* _WHAT YOU ARE ASKED TO DO_
Return the listing below word for word, leaving out the pictures.

* _DATA PROVIDED_
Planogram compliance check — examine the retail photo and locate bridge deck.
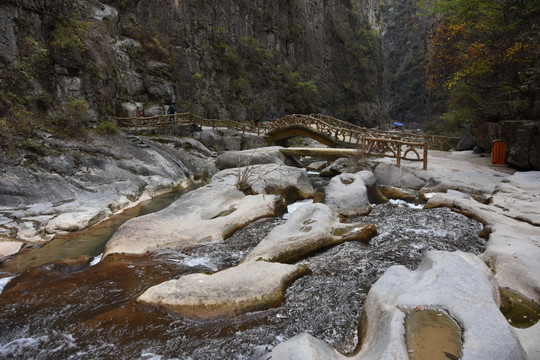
[116,113,459,169]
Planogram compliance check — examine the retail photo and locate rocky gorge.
[0,131,540,359]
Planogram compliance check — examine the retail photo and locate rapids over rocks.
[0,187,485,359]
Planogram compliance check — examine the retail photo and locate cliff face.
[0,0,384,122]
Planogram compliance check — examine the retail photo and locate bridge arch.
[267,124,338,147]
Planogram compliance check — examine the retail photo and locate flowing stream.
[0,181,485,360]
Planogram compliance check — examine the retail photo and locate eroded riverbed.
[0,195,485,359]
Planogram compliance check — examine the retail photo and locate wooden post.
[424,139,429,170]
[396,140,401,167]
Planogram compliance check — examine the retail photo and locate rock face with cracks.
[137,261,307,318]
[244,203,377,262]
[260,251,527,360]
[104,165,314,256]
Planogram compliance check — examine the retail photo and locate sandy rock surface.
[137,261,307,318]
[244,203,377,262]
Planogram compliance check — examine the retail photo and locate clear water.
[0,197,485,360]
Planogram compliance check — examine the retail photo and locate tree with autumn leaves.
[419,0,540,129]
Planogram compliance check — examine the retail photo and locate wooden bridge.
[116,113,459,169]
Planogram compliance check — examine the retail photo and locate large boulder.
[137,261,307,318]
[216,146,287,170]
[472,121,540,170]
[426,172,540,359]
[212,163,315,203]
[244,203,377,262]
[104,165,314,256]
[194,130,268,152]
[260,251,527,360]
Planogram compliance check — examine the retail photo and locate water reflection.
[0,203,485,360]
[0,192,185,277]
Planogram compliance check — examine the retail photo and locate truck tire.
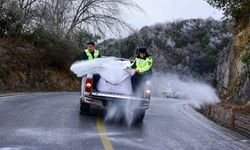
[80,102,90,114]
[135,110,145,123]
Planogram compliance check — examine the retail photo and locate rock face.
[98,18,232,81]
[217,23,250,104]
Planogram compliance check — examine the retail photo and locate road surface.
[0,92,250,150]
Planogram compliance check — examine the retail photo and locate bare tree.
[67,0,141,36]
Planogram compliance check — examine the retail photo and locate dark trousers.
[93,74,101,92]
[131,70,152,94]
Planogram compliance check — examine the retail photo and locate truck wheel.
[135,110,145,122]
[80,103,90,114]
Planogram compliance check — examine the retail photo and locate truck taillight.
[85,78,93,93]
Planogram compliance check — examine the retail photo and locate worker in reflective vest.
[131,47,153,93]
[83,41,101,60]
[83,41,101,92]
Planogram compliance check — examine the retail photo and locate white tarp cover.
[97,77,132,95]
[70,57,134,84]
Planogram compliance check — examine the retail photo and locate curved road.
[0,92,250,150]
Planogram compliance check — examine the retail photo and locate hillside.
[0,39,80,92]
[98,18,232,81]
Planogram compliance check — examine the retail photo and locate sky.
[124,0,223,29]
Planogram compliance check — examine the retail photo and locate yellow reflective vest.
[135,57,153,73]
[85,49,100,60]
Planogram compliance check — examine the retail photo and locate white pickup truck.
[80,59,151,122]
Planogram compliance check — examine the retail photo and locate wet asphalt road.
[0,92,250,150]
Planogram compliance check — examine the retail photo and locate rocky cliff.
[217,18,250,104]
[98,18,232,81]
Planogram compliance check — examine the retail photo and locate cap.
[87,41,95,46]
[138,47,147,53]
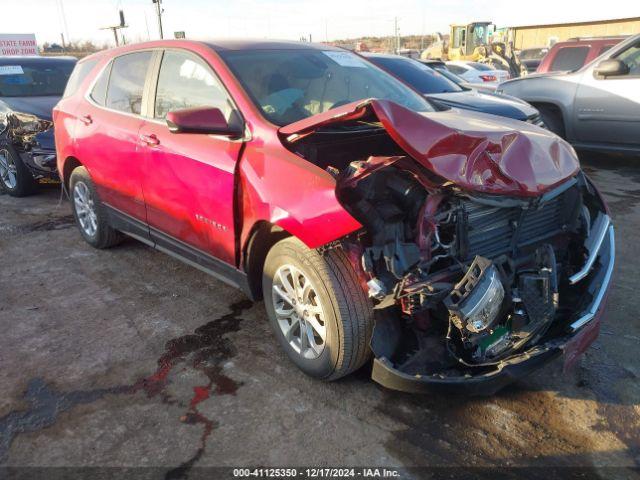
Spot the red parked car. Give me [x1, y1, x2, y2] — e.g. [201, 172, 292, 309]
[54, 40, 614, 394]
[536, 37, 626, 73]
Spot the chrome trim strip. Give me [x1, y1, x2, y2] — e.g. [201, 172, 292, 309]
[569, 213, 611, 285]
[569, 225, 616, 332]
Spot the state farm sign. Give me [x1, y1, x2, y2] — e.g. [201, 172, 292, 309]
[0, 33, 38, 57]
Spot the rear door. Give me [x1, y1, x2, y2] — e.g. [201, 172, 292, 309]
[75, 51, 153, 223]
[575, 40, 640, 146]
[139, 49, 242, 264]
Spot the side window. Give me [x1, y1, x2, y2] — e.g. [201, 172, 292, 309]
[551, 47, 589, 71]
[615, 43, 640, 76]
[155, 50, 232, 119]
[62, 59, 98, 98]
[89, 63, 112, 106]
[106, 52, 152, 115]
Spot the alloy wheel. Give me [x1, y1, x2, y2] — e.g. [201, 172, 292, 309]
[0, 149, 18, 190]
[73, 182, 98, 237]
[272, 264, 327, 359]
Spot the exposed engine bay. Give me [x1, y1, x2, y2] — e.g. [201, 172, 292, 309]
[0, 108, 57, 179]
[282, 106, 608, 394]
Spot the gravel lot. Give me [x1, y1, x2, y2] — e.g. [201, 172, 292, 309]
[0, 156, 640, 478]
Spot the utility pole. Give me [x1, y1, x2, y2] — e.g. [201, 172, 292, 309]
[100, 10, 129, 47]
[152, 0, 164, 40]
[393, 17, 400, 55]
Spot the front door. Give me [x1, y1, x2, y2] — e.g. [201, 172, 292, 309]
[75, 51, 153, 222]
[575, 41, 640, 147]
[139, 50, 242, 265]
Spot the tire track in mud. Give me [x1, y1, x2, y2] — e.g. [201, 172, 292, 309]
[0, 300, 253, 479]
[0, 215, 76, 235]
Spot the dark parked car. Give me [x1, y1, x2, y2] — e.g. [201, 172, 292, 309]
[54, 41, 614, 394]
[536, 37, 625, 73]
[363, 53, 543, 126]
[0, 57, 76, 197]
[418, 60, 497, 93]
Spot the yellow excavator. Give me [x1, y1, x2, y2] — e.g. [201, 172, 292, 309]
[421, 22, 526, 77]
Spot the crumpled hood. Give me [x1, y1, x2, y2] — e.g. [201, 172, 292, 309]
[425, 90, 538, 120]
[0, 96, 60, 121]
[279, 99, 580, 197]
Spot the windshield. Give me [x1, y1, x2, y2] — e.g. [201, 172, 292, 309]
[219, 49, 433, 126]
[434, 65, 469, 86]
[0, 61, 74, 97]
[368, 57, 462, 94]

* _CORRECT ANSWER_
Planogram compliance check — examine the retail photo and locate bridge deck.
[116,113,459,169]
Planogram compliance check — examine the retail photo and locate rocky gorge.
[0,131,540,359]
Planogram compliance check — examine the retail photo and locate rapids over rocks.
[0,187,485,359]
Planogram compliance check — examine the retail photo and locate cliff face.
[0,0,384,122]
Planogram compliance check — examine the retail photo and locate bridge arch.
[267,124,338,147]
Planogram compliance check — examine the retail photo and locate flowing stream.
[0,181,485,360]
Planogram compliance check — examine the retail photo and locate eroded riverbed.
[0,195,485,359]
Planogram compliance check — examine the retail photo and locate wooden post.
[424,139,429,170]
[396,140,401,167]
Planogram compliance check — examine the retail photo and locate rock face with cracks.
[137,261,307,318]
[244,203,377,262]
[260,251,527,360]
[104,165,314,256]
Planogram compliance check — examine the retail photo and locate sandy rock surface.
[137,261,307,318]
[244,203,377,262]
Planogram compliance check — examine the retail photo and locate clear water.
[0,197,485,360]
Planogram compliance check — examine the retail photo and locate tree with autumn leaves.
[419,0,540,129]
Planogram compliance check — examine the retail photo and locate wooden bridge.
[116,113,459,169]
Planogram compliance check — examine the retail photo and locate large boulder.
[137,261,307,318]
[216,146,287,170]
[472,121,540,170]
[426,172,540,359]
[212,163,315,203]
[244,203,377,262]
[104,165,314,256]
[194,130,268,152]
[260,251,527,360]
Planogram compliance check — examine the retail photo and locate water reflection.
[0,203,485,360]
[0,192,185,277]
Planogram compliance check — examine the retail photo and locate truck tire.
[80,102,90,114]
[135,110,145,123]
Planogram compliance check — examine the retail photo and locate rock face.
[98,18,232,81]
[217,23,250,104]
Planogram compliance check — examine the retail photo and locate road surface.
[0,92,250,150]
Planogram compliance check — examine the retail photo and locate bare tree.
[67,0,141,36]
Planogram compliance check — examine the retail photo and locate dark trousers.
[93,74,101,92]
[131,70,152,94]
Planogram compliance check — examine the retail photo and locate truck wheel.
[135,110,145,122]
[80,103,90,114]
Planogram compliance check — examine the retail photo and locate truck taillight.
[85,78,93,93]
Planogram compliance check — examine the retail photo and locate worker in reflective vest.
[131,47,153,93]
[83,41,101,60]
[83,41,101,92]
Planogram compliance check — examine the retail photo and locate white tarp cover.
[97,77,132,95]
[70,57,134,84]
Planogram compliance check — examine the retail photo and locate curved road.
[0,92,250,150]
Planogram compliance check — examine the retail photo and locate hillside.
[0,39,80,92]
[98,18,232,81]
Planogram compliance check — examine the retail photo and locate sky.
[124,0,223,29]
Planogram compliance check — examine the retail photo and locate yellow reflective vest.
[135,57,153,73]
[85,49,100,60]
Planogram compliance check — examine the retail photo and locate white pickup truck.
[80,59,151,122]
Planogram compliance check — examine the retail photo and locate wet asphalt road.
[0,92,250,150]
Planogram compliance check — examine the retail photo and locate rocky cliff.
[217,18,250,104]
[98,18,232,81]
Planogram compliance check — examine the retail photo and locate cap.
[87,41,95,46]
[138,47,147,53]
Spot the red parked car. Give me [x1, y1, x2, y2] — e.g. [201, 172, 292, 309]
[54, 40, 614, 394]
[536, 37, 626, 73]
Spot the chrome trim strip. Give me [x1, y1, x2, y2] — e.g. [201, 172, 292, 309]
[569, 213, 611, 285]
[569, 225, 616, 332]
Spot the state farm sign. Give me [x1, y1, x2, y2] — e.g. [201, 172, 292, 309]
[0, 33, 38, 57]
Spot the rear door. Give me [x1, y1, x2, y2] — e.g. [201, 172, 292, 309]
[75, 51, 153, 223]
[575, 40, 640, 146]
[139, 49, 242, 264]
Spot the side window. Give me [x1, y1, x2, y2] — e.g. [201, 172, 292, 309]
[551, 47, 589, 71]
[615, 43, 640, 76]
[155, 50, 232, 119]
[62, 59, 98, 98]
[89, 63, 112, 106]
[106, 52, 152, 115]
Spot the alloy wheel. Give me [x1, y1, x2, y2] — e.g. [201, 172, 292, 309]
[0, 149, 18, 190]
[73, 182, 98, 237]
[272, 264, 327, 359]
Spot the exposed engine bay. Give me [x1, y1, x2, y2] — e.g. [201, 172, 292, 309]
[0, 108, 57, 179]
[282, 106, 608, 394]
Spot the gravel lot. Give me [x1, y1, x2, y2] — e.g. [201, 172, 292, 309]
[0, 156, 640, 478]
Spot the utility pole. Give me [x1, y1, x2, y2] — e.g. [201, 172, 292, 309]
[100, 10, 129, 47]
[152, 0, 164, 40]
[393, 17, 400, 55]
Spot the front door. Give me [x1, y1, x2, y2] — e.g. [201, 172, 292, 309]
[75, 51, 153, 222]
[575, 41, 640, 147]
[139, 50, 242, 265]
Spot the tire track in mud. Give me [x1, y1, x2, y2] — e.g. [201, 172, 292, 309]
[0, 300, 253, 479]
[0, 215, 76, 235]
Spot the dark parked car. Give me [x1, y1, x2, y2] — e.g. [201, 172, 292, 309]
[54, 41, 614, 394]
[536, 37, 625, 73]
[363, 53, 543, 126]
[0, 57, 76, 197]
[418, 60, 497, 93]
Spot the yellow excavator. Give me [x1, y1, x2, y2] — e.g. [201, 172, 292, 309]
[421, 22, 526, 77]
Spot the crumpled hood. Give me [x1, y1, x2, y2] — e.g. [201, 172, 292, 309]
[425, 90, 538, 120]
[0, 96, 60, 121]
[279, 99, 580, 197]
Spot the windshield. Give me [x1, y1, x2, y2] — e.g. [201, 172, 292, 309]
[219, 49, 433, 126]
[434, 65, 469, 86]
[0, 61, 74, 97]
[368, 57, 462, 94]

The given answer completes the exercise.